Fonte -
L’Etiopia è sull’orlo di una catastrofe umanitaria e dei diritti umani, ha avvertito oggi Amnesty International, in mezzo ai preoccupanti sviluppi legati all’escalation del conflitto del Tigray.
Il 4 novembre il governo etiope si è concesso nuovi ampi poteri di emergenza che limitano arbitrariamente i diritti umani e minacciano l’indipendenza della magistratura.
Nel frattempo c’è stato un allarmante aumento dei post sui social media che promuovono la violenza etnica e i funzionari del governo hanno implorato i civili di imbracciare le armi contro il Fronte di liberazione del popolo del Tigray (TPLF) e l’Esercito di liberazione dell’Oromo (OLA), che hanno recentemente unito le forze contro il governo centrale.
“La terribile crisi umanitaria e dei diritti umani iniziata un anno fa nel Tigray si è estesa ad altre aree del paese. Per fermare la spirale fuori controllo della situazione, le autorità etiopi devono intraprendere urgentemente azioni serie per garantire il rispetto dei diritti umani e del diritto umanitario internazionale”, ha affermato Deprose Muchena, direttore regionale per l’Africa orientale e meridionale di Amnesty International.
La terribile crisi umanitaria e dei diritti umani iniziata un anno fa nel Tigray si è estesa ad altre aree del paese. Per fermare la spirale fuori controllo della situazione, le autorità etiopi devono adottare urgentemente misure serie per garantire il rispetto dei diritti umani e del diritto internazionale umanitario
Deprose Muchena, direttore regionale per l’Africa orientale e meridionale di Amnesty International
Stato di emergenza
Il parlamento federale etiope ha adottato lo stato di emergenza il 4 novembre, esattamente un anno dopo l’inizio del conflitto armato con il TPLF.
Il proclama dell’emergenza è troppo ampio, poiché si estende a tutto il Paese e limita i diritti umani che non possono essere in alcun modo limitati o sospesi secondo il diritto internazionale.
Ad esempio, consente alle autorità di arrestare chiunque senza mandato se c’è “ragionevole sospetto” di cooperazione con “gruppi terroristici” e di detenerlo senza controllo giurisdizionale fino a quando la proclamazione è in vigore, attualmente per sei mesi.
Ciò potrebbe avere un impatto particolarmente preoccupante sui difensori dei diritti umani e sui giornalisti. La proclamazione di emergenza consente la sospensione o la cancellazione delle licenze delle ONG e dei media se sospettate di fornire supporto materiale o morale diretto o indiretto a “organizzazioni terroristiche” – termini mal definiti e aperti a un’ampia interpretazione.

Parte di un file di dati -
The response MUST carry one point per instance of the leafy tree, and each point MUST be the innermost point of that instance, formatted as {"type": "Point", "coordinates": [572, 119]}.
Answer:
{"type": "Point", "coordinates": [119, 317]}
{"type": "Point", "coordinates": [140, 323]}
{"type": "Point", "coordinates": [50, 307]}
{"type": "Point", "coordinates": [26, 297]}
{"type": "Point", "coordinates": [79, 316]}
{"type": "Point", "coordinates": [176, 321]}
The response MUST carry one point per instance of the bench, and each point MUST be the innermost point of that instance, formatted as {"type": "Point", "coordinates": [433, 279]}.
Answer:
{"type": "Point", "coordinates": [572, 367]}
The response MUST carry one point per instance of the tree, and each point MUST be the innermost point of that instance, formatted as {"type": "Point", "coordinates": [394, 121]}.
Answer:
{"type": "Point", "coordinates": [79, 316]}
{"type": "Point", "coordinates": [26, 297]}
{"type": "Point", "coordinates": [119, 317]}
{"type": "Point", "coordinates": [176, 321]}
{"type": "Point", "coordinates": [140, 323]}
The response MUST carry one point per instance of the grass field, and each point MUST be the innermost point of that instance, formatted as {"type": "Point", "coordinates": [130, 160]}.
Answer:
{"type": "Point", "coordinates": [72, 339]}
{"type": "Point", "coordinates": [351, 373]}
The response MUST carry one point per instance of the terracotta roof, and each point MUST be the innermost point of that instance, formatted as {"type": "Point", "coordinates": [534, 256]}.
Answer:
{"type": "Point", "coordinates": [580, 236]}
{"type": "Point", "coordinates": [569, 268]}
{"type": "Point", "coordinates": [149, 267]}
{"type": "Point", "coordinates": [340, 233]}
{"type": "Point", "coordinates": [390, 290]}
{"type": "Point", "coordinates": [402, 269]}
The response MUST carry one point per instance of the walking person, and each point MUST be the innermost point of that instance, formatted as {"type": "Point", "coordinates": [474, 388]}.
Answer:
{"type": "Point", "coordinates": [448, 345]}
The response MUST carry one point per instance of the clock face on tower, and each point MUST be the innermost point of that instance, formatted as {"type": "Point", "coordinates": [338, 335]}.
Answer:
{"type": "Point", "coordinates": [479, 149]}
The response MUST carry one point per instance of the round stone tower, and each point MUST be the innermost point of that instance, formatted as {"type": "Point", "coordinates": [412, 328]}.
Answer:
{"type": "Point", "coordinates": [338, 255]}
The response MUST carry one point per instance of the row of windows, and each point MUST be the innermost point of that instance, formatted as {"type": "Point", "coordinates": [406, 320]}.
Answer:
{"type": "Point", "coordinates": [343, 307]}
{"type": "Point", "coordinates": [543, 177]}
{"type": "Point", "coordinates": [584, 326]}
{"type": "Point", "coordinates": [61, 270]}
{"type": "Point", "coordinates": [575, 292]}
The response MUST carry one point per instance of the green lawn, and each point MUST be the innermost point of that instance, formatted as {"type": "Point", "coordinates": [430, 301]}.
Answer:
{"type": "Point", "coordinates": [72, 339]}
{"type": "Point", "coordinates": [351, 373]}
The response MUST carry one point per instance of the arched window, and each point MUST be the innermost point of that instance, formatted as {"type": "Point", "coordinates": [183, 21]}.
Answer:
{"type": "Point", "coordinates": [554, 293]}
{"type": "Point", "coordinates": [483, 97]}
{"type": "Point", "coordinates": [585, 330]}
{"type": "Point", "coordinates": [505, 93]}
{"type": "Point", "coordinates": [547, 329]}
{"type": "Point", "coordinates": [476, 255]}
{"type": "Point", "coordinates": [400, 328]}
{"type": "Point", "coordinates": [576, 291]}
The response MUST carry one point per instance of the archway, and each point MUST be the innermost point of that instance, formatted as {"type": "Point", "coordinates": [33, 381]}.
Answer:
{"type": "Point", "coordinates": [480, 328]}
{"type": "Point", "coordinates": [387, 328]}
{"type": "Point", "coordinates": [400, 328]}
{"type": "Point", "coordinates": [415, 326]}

Problema breve -
Nel testo sull'Etiopia, riporta il passo da "Il proclama dell’emergenza" a "il diritto internazionale." sostituendo "troppo ampio" con "eccessivamente ampio".

Esercizio svolto -
Il proclama dell’emergenza è eccessivamente ampio, poiché si estende a tutto il Paese e limita i diritti umani che non possono essere in alcun modo limitati o sospesi secondo il diritto internazionale.